Point annotation lines:
────────

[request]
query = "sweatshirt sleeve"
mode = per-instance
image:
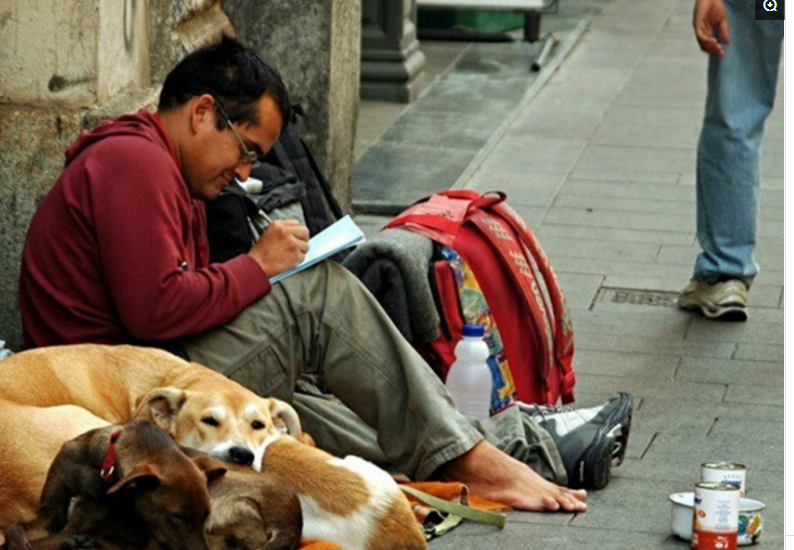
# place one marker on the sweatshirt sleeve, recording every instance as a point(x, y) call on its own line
point(143, 218)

────────

DIRECTIONS FOR THIS TASK -
Rewrite the lines above with "sweatshirt" switched to "hoodie" and nothing else changed, omitting the picture from your answer.

ANSWER TO THIS TASK -
[request]
query = "hoodie sleeve"
mode = per-instance
image:
# place one marker on the hoodie sleeve, recording every instance as a point(x, y) call on its own line
point(143, 218)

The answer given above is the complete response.